* _STATED EXERCISE_
Convert the lines of the records below into a JSON list of strings, starting at the line that contains "Where can the white puffer" and ending at the line that contains "(1044, 590)". Make each line one string, leave out any blank lines, and include no other lines.

Point labeling dataset excerpts
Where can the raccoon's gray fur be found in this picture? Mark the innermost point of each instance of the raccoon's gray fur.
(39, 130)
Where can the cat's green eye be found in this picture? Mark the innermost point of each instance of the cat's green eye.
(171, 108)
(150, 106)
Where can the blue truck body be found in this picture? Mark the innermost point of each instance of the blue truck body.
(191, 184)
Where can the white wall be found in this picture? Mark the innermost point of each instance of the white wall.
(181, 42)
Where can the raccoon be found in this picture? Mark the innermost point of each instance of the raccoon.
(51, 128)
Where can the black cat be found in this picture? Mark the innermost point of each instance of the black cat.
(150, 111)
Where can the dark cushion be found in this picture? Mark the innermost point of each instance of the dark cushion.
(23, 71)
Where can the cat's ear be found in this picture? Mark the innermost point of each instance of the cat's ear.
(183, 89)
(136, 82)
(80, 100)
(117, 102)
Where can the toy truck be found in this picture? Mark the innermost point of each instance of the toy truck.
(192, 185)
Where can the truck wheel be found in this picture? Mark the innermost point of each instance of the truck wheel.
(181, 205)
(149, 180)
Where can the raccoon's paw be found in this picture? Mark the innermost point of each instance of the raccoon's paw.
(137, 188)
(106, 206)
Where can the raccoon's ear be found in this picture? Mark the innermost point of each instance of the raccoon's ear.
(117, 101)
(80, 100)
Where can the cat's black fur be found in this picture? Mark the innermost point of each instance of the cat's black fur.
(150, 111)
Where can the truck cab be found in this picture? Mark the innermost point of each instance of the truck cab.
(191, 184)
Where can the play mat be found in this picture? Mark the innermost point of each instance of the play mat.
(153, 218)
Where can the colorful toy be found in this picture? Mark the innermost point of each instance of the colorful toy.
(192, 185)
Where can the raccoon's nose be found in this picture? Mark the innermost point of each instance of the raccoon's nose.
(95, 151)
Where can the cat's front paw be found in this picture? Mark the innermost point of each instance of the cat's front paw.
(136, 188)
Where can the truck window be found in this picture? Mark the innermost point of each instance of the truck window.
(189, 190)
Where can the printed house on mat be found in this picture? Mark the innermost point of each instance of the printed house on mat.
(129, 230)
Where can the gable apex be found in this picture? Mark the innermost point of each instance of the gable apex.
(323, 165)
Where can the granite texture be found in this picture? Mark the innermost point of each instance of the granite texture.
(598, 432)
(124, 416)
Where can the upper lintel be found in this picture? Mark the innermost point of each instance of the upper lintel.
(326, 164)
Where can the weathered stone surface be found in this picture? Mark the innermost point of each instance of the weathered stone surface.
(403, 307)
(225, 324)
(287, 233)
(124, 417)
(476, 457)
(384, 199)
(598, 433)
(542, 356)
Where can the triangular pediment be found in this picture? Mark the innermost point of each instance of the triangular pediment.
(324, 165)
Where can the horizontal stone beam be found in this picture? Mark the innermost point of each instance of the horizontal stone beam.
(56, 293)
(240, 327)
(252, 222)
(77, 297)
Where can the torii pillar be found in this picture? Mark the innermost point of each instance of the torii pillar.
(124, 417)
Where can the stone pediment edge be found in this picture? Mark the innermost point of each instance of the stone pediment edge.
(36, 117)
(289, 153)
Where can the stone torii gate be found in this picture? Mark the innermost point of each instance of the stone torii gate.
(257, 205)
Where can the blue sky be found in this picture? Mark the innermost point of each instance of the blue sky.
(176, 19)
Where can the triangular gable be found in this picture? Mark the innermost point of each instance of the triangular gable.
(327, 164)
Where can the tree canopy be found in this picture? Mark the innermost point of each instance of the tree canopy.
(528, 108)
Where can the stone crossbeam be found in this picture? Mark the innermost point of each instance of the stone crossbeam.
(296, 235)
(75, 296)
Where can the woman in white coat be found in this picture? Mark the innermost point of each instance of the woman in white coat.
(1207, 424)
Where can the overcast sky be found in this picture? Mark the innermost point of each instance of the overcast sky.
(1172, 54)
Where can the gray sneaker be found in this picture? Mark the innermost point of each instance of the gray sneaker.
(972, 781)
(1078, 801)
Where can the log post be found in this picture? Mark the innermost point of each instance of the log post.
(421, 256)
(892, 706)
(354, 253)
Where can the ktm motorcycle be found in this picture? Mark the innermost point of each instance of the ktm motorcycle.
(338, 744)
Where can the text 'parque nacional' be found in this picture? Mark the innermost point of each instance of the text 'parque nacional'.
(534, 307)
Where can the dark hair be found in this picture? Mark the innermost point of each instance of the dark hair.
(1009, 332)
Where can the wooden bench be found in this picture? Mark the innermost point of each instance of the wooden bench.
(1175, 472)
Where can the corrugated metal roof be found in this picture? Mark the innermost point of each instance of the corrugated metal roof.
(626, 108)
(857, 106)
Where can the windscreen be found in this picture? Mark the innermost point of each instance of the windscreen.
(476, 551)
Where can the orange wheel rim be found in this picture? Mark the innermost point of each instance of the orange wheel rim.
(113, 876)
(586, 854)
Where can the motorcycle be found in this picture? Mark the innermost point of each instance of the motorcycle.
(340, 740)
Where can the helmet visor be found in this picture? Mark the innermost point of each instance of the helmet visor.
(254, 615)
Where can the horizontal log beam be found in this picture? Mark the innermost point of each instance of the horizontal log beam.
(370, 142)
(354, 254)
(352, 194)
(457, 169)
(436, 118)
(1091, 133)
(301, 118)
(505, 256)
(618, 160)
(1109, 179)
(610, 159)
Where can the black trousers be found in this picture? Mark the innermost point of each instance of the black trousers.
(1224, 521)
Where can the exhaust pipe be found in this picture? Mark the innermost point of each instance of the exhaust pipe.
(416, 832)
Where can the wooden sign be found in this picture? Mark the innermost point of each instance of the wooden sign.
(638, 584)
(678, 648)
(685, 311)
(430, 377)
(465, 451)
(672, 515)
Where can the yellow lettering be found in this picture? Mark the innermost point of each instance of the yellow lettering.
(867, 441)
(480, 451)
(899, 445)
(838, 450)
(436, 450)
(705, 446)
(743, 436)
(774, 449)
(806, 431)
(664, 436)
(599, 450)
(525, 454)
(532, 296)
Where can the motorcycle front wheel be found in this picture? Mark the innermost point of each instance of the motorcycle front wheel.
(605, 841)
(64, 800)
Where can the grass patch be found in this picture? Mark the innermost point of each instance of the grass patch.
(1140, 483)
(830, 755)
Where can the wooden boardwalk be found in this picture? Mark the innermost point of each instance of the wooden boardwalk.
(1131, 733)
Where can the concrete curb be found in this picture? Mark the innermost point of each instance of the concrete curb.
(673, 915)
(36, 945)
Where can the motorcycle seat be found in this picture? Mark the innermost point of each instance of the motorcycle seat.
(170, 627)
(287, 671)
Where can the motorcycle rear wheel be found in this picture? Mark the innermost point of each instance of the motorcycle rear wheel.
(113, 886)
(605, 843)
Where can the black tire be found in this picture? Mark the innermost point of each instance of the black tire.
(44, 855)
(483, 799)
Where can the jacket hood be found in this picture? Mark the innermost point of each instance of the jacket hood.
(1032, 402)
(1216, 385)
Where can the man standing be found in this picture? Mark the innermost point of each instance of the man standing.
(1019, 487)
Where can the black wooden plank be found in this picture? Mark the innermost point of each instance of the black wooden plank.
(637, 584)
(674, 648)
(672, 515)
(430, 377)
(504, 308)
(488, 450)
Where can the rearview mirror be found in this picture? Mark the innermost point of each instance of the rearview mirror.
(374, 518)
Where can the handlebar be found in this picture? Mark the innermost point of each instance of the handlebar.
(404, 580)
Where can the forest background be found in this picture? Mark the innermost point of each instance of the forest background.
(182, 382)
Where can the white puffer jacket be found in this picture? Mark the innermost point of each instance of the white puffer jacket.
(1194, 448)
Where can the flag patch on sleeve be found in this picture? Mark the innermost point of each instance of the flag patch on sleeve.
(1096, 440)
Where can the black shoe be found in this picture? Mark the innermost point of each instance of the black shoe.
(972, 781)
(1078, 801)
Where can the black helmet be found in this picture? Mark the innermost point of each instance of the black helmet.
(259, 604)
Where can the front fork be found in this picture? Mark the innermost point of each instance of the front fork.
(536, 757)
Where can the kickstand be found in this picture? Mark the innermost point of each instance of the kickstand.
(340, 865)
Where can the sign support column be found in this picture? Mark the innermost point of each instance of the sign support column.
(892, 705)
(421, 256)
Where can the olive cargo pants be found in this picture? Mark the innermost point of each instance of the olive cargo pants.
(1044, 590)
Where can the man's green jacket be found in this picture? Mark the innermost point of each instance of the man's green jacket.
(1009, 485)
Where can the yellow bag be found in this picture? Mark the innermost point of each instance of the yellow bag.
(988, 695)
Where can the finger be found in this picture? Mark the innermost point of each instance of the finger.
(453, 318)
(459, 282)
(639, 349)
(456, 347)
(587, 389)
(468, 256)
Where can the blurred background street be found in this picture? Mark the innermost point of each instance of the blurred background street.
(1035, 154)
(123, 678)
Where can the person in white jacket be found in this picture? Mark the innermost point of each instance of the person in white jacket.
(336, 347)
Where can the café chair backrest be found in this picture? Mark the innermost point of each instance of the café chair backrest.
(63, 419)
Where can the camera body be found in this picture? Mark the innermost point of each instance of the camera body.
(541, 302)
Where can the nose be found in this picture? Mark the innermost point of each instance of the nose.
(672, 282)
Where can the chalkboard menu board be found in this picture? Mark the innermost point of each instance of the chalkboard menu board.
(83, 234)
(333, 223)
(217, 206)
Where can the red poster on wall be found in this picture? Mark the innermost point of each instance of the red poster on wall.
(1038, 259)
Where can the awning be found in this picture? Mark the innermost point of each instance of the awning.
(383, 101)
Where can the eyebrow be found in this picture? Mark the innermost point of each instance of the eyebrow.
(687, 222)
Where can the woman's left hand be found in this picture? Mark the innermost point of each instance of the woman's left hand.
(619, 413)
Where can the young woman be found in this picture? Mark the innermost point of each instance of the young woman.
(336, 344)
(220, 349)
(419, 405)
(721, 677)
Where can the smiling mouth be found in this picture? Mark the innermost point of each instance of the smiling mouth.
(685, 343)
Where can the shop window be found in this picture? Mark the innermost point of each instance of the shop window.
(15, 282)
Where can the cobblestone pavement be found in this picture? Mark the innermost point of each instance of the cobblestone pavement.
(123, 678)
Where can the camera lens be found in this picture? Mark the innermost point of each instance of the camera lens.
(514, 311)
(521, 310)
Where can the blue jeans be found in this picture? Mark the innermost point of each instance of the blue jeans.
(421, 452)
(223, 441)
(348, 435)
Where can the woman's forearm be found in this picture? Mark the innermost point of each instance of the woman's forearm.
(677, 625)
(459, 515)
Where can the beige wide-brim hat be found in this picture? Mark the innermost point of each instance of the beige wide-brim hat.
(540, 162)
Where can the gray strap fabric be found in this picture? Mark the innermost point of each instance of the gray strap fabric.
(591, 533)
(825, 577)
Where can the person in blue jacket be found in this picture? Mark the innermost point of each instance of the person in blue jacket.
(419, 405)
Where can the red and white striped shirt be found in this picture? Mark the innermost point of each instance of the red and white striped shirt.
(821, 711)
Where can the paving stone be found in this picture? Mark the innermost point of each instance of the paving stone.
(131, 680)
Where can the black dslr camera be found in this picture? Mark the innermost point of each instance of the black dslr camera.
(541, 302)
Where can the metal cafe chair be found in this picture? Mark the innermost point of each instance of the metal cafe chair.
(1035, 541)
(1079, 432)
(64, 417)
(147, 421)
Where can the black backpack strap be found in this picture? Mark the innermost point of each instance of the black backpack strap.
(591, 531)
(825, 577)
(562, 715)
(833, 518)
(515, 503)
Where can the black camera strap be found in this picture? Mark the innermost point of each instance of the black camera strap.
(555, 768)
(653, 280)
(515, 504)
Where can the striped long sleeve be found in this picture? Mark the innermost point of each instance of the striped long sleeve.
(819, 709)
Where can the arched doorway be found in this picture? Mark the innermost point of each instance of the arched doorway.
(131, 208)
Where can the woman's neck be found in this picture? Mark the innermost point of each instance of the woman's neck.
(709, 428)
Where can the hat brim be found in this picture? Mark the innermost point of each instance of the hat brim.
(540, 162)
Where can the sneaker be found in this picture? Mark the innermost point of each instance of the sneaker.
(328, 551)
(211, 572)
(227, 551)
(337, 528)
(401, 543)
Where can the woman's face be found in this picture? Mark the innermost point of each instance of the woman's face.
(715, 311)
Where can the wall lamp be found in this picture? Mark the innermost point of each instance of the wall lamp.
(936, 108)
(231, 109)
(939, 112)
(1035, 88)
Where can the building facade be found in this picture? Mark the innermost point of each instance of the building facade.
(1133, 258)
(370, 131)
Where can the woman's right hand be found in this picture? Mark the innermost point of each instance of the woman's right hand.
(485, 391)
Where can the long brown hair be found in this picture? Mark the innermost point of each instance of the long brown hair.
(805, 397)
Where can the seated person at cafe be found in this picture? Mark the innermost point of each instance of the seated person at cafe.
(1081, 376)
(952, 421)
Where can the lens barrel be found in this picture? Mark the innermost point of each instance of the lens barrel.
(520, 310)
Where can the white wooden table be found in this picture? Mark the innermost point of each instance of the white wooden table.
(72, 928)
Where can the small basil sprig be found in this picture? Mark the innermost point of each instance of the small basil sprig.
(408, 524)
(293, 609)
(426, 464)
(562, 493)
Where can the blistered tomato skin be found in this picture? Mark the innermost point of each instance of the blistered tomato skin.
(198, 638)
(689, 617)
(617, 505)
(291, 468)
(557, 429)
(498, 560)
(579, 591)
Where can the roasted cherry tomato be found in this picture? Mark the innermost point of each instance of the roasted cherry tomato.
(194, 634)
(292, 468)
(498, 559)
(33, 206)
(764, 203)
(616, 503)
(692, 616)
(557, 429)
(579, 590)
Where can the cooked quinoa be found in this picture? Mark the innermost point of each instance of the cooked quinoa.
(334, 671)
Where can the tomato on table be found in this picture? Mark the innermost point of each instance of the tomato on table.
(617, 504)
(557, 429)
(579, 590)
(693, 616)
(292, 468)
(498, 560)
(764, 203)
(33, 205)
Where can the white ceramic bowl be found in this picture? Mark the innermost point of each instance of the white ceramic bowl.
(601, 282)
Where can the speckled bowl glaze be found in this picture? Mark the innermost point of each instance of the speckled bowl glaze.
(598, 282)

* _ANSWER TO THIS PROBLEM_
[
  "Where can the white puffer jacket be found in this picture? Mark the innermost point of each instance of the white puffer jacket.",
  "(1194, 448)",
  "Where can the flag patch on sleeve be found in this picture? Mark the innermost point of each instance of the flag patch on sleeve.",
  "(1096, 440)",
  "Where can the black shoe be found in this picture? Mark the innermost point of each instance of the black shoe.",
  "(972, 781)",
  "(1078, 801)",
  "Where can the black helmet be found in this picture? Mark the innermost point of each instance of the black helmet.",
  "(259, 604)",
  "Where can the front fork be found in this picture? Mark the innermost point of each instance of the front fork.",
  "(536, 757)",
  "Where can the kickstand be found in this picture? Mark the innermost point of each instance of the kickstand.",
  "(340, 865)",
  "Where can the sign support column be found in this picture? Mark the innermost point of each instance of the sign support column.",
  "(892, 705)",
  "(421, 256)",
  "Where can the olive cargo pants be found in this picture? Mark the innermost point of each instance of the olive cargo pants.",
  "(1044, 590)"
]